TO DO:
Pull out every line of the material below that contains the string "roof", and copy each one in full. Case counts.

ENTRIES:
** begin **

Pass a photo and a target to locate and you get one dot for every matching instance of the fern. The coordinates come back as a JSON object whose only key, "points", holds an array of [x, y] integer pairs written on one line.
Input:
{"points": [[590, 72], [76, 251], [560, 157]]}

** end **
** begin **

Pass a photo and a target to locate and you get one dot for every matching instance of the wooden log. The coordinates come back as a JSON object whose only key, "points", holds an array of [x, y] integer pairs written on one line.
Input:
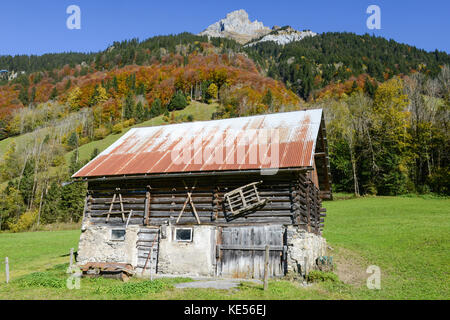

** end **
** begin **

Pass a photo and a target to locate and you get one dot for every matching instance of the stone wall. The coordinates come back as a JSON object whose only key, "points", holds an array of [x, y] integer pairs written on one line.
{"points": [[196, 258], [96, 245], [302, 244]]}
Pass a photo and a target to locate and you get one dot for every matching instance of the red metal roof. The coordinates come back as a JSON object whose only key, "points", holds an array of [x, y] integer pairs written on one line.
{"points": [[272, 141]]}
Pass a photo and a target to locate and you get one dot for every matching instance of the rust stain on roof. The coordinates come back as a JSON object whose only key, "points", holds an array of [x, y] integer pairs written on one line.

** end **

CORRECT OUTPUT:
Pass a photo and a target to locate and you get one dot for every matching instance of the red metal roof. The coordinates come back as a JSON object whose only key, "points", holds an array of [x, y] integer pairs written on one line.
Pass a photo and a target to locate and you get one dot for every matching instance of the rust stain on roof. The coordinates come back as a JSON object whose only key, "points", holds an array of [x, y] integer pairs written on one line.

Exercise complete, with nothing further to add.